------ Source data ------

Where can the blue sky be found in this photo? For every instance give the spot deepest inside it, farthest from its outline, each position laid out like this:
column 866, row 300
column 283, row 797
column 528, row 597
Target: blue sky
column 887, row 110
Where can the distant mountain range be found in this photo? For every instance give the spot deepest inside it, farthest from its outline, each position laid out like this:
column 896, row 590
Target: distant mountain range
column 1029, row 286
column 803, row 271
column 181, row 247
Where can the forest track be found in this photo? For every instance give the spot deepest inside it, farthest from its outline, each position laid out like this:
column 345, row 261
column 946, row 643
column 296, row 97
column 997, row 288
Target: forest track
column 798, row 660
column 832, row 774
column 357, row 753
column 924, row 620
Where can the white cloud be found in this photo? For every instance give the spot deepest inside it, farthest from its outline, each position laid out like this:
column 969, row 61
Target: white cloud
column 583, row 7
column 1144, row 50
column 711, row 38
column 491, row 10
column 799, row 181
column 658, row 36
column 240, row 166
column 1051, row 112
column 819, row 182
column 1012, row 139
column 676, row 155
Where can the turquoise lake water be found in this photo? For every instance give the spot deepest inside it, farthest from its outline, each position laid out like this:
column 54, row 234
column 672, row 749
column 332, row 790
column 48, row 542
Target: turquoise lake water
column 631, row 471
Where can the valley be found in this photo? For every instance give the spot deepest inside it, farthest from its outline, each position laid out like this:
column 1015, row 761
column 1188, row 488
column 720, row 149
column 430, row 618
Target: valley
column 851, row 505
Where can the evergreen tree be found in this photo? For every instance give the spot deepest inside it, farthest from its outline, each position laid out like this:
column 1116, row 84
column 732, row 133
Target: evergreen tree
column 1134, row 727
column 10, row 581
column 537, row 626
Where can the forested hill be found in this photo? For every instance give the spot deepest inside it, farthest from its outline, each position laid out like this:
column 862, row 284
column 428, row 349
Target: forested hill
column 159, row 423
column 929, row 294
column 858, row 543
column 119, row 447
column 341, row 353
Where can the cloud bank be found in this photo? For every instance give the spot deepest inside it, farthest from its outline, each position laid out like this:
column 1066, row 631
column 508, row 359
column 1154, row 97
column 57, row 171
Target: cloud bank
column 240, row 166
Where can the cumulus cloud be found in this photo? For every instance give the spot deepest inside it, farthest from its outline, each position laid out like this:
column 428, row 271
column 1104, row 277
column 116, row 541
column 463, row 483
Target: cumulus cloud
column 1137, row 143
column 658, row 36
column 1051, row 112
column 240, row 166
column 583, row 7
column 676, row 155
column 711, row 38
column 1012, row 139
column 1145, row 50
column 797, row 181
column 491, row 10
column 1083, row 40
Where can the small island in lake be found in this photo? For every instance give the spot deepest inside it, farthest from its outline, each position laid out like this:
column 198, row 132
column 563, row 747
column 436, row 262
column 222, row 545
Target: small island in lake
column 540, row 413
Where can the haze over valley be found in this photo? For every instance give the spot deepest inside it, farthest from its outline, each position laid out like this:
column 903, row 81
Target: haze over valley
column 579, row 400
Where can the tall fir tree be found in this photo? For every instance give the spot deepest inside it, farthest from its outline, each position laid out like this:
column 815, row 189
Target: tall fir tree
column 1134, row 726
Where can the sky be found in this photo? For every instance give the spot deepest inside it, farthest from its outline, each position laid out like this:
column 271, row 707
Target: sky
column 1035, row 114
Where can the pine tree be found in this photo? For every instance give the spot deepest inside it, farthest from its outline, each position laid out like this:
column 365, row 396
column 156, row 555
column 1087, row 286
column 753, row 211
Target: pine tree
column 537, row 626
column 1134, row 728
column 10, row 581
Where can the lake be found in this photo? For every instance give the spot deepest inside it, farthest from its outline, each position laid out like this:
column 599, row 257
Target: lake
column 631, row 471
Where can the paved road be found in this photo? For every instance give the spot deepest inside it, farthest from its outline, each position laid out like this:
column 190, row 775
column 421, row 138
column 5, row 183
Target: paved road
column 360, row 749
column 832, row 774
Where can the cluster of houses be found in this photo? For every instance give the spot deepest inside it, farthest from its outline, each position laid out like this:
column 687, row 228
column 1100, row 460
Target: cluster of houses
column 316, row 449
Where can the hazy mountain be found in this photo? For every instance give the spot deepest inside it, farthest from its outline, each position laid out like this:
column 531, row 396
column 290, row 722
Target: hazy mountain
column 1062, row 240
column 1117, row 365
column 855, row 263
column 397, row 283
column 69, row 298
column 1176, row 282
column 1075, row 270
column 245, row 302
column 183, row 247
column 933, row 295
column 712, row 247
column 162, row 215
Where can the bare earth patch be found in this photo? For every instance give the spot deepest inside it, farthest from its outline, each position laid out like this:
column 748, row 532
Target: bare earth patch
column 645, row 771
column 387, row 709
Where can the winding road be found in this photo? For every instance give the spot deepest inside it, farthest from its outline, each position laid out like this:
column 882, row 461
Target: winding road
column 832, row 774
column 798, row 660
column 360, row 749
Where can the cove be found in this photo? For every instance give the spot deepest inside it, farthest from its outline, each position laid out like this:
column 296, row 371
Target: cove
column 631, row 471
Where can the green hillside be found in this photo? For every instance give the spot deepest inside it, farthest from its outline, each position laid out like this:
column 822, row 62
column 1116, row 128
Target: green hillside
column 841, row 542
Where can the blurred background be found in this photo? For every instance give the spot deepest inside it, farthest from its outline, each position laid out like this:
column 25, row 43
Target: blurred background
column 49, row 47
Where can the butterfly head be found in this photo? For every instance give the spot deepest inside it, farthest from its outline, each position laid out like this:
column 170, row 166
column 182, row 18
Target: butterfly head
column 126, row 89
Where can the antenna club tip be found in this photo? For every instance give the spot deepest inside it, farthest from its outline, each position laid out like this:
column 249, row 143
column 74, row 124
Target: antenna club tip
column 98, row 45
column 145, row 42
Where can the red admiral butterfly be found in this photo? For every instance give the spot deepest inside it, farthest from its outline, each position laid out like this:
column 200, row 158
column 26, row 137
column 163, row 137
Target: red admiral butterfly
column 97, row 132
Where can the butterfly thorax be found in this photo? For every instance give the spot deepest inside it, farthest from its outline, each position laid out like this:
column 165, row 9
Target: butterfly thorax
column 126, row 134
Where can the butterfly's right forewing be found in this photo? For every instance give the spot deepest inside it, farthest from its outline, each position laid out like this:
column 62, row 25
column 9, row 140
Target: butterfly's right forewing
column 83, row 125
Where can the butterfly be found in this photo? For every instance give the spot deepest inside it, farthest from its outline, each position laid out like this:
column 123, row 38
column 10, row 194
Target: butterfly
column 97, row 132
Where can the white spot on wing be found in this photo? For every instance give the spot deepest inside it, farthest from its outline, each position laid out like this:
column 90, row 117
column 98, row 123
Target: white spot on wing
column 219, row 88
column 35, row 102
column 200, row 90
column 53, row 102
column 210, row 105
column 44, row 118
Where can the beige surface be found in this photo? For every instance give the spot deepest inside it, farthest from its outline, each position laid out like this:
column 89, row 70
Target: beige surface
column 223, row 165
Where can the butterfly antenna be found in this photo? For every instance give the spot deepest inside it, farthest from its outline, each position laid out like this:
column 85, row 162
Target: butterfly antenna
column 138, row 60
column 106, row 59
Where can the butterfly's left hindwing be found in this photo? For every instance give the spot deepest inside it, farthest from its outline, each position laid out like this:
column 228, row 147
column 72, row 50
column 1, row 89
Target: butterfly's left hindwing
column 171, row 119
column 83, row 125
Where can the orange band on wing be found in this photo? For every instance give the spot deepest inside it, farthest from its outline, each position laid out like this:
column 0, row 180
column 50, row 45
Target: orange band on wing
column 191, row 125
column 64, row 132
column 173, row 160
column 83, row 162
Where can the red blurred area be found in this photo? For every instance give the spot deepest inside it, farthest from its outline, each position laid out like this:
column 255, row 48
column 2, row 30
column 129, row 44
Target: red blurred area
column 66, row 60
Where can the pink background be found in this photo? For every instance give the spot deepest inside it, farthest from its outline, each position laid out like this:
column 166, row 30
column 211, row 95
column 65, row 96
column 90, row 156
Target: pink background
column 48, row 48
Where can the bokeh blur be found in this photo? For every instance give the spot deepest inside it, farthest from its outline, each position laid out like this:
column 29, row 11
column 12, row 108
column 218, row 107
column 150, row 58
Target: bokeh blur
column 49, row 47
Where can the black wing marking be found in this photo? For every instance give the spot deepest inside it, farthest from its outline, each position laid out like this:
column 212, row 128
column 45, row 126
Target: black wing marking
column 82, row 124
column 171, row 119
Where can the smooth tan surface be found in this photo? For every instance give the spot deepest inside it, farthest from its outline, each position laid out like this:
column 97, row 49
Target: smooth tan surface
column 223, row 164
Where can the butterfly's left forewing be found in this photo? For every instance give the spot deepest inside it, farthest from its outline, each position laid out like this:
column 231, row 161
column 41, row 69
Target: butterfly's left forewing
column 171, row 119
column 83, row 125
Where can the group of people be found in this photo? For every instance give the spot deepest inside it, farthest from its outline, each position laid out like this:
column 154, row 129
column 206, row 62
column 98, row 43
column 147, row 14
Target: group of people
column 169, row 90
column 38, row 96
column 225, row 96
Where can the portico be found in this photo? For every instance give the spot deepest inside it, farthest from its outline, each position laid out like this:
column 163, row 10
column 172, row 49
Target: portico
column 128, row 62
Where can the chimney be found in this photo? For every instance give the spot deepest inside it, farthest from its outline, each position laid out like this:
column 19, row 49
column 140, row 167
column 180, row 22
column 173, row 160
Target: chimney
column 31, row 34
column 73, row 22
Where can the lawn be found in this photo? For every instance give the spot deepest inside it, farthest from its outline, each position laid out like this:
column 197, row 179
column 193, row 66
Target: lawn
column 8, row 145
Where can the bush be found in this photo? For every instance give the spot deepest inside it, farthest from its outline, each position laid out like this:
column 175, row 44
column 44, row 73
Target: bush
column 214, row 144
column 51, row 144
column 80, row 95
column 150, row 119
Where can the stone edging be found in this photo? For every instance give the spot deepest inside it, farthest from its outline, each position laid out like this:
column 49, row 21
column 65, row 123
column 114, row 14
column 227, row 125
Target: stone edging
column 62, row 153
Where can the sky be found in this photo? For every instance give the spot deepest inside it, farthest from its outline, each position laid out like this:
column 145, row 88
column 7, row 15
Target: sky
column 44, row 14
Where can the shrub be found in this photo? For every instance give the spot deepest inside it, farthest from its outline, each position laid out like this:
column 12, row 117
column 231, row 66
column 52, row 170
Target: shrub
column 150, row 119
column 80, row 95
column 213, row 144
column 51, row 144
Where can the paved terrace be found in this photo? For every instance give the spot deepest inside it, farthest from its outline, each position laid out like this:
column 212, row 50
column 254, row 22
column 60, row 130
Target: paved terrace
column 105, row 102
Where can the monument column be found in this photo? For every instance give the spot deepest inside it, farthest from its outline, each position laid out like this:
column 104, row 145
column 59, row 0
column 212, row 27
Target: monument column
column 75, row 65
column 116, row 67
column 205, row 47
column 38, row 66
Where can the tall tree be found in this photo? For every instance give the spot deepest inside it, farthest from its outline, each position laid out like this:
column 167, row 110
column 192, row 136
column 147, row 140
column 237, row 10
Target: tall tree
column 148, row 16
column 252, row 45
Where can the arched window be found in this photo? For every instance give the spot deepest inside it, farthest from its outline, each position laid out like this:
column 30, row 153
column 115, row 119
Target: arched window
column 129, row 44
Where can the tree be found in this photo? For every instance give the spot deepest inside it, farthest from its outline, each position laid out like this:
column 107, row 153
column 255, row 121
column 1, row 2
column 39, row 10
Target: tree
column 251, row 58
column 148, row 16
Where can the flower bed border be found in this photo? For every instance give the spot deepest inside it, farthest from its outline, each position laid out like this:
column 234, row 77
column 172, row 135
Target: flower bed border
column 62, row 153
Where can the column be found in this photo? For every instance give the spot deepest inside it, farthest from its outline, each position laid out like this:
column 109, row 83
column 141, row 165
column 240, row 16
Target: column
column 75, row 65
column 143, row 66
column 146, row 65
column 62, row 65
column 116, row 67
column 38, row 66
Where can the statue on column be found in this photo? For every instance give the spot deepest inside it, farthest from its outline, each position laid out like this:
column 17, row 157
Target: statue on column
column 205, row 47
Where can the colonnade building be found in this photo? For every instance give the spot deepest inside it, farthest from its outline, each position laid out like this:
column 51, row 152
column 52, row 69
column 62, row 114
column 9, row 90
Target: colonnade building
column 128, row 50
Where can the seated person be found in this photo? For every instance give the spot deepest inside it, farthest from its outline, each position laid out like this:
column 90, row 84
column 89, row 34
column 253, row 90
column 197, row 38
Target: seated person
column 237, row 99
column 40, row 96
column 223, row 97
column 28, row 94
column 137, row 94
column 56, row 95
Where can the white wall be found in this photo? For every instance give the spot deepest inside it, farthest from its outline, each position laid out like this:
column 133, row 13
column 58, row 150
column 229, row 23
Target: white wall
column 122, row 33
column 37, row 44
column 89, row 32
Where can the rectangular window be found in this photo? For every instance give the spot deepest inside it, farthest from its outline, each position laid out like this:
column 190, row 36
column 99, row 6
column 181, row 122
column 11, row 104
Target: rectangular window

------

▸ **Directions for this task**:
Check each line of the entries, and copy the ones that contain "rectangular".

▸ **Exercise answer**:
Where can the rectangular window be found in this photo? For every instance give the spot deepest inside it, farthest from its outline, each position laid out like this:
Target: rectangular window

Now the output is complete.